═══ RECORDS TO PROCESS

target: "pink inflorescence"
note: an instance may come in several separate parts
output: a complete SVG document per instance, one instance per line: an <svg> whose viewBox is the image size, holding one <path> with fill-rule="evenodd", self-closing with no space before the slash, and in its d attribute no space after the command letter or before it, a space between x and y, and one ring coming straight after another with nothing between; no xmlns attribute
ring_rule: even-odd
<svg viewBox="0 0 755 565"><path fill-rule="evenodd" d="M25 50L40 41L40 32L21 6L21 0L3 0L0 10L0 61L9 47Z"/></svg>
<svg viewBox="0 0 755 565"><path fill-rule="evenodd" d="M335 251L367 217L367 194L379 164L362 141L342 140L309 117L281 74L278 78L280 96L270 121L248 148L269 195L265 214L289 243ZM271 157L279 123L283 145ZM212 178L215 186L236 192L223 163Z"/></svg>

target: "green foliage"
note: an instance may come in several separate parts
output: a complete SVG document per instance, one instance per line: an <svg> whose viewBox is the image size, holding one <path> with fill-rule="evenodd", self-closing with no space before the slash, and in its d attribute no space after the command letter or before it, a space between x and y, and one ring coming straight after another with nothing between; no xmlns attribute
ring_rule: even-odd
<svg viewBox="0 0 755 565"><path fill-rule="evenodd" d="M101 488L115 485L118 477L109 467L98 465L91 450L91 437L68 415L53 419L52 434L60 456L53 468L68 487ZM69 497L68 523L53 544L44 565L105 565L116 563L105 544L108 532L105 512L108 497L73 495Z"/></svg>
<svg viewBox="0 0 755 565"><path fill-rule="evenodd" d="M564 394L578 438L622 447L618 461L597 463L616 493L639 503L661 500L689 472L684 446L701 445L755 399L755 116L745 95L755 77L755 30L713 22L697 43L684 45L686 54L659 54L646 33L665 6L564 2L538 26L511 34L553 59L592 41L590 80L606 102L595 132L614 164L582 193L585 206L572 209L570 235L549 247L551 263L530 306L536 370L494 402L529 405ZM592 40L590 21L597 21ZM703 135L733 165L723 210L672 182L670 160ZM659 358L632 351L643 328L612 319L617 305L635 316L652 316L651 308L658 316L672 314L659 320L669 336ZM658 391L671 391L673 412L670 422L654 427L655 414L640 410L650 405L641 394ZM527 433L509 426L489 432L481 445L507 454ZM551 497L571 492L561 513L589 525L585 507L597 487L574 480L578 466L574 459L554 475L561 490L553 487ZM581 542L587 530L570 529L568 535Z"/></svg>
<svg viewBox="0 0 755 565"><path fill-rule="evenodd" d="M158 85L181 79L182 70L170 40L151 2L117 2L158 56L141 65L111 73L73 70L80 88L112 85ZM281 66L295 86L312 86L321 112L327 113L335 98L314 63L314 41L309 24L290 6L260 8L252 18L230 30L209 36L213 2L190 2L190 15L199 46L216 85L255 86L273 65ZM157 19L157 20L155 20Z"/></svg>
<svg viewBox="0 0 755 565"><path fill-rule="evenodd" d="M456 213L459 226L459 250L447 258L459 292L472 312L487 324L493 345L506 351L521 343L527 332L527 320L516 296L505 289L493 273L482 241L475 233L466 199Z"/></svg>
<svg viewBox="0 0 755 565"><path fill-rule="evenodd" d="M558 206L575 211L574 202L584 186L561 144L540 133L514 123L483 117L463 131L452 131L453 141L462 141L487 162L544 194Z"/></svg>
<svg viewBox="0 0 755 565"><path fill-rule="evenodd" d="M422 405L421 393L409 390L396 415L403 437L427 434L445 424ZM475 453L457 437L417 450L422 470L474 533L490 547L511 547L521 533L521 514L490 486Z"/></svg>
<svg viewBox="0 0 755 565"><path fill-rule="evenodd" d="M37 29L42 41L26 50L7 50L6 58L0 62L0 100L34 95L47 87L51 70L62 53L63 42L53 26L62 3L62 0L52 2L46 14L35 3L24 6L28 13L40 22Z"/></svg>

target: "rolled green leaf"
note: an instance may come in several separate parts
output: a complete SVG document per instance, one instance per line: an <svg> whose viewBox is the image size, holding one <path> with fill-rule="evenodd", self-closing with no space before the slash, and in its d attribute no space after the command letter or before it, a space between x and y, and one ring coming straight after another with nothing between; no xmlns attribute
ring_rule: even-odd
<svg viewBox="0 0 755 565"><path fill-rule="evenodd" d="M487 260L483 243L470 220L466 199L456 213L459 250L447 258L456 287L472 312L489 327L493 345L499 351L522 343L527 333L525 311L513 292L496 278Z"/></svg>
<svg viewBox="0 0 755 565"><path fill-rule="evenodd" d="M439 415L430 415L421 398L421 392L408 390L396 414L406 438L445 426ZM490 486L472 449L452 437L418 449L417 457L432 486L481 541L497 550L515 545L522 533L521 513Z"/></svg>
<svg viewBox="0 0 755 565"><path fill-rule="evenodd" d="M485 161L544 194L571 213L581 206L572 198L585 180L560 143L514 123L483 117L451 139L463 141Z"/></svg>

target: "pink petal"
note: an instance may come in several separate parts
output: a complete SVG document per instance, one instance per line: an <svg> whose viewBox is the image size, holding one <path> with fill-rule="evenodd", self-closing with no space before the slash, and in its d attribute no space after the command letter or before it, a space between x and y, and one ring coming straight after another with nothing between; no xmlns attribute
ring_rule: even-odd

══════

TASK DESCRIPTION — Lay out the material from its beginning through the line containing "251L367 217L367 194L379" as a two-column CSV with the headers entry and result, one row per item. Put each field in quotation marks and turn any line breaks into spaces.

RESULT BELOW —
entry,result
"target: ""pink inflorescence"" note: an instance may come in several separate parts output: a complete SVG document per instance, one instance per line: an <svg> whose viewBox is the image size, holding one <path> with fill-rule=""evenodd"", self-closing with no space before the slash, and in its d attribute no space after the command letter or before it, a space between x and y, and one ring coming straight after another with nothing between; no xmlns attribute ring_rule: even-odd","<svg viewBox=""0 0 755 565""><path fill-rule=""evenodd"" d=""M25 50L40 41L40 32L21 6L21 0L3 0L0 10L0 61L9 47Z""/></svg> <svg viewBox=""0 0 755 565""><path fill-rule=""evenodd"" d=""M335 251L367 217L367 194L379 164L362 141L342 140L309 117L281 74L278 78L280 96L270 121L248 148L269 195L265 214L289 243ZM271 157L279 123L283 145ZM212 178L215 186L236 192L223 163Z""/></svg>"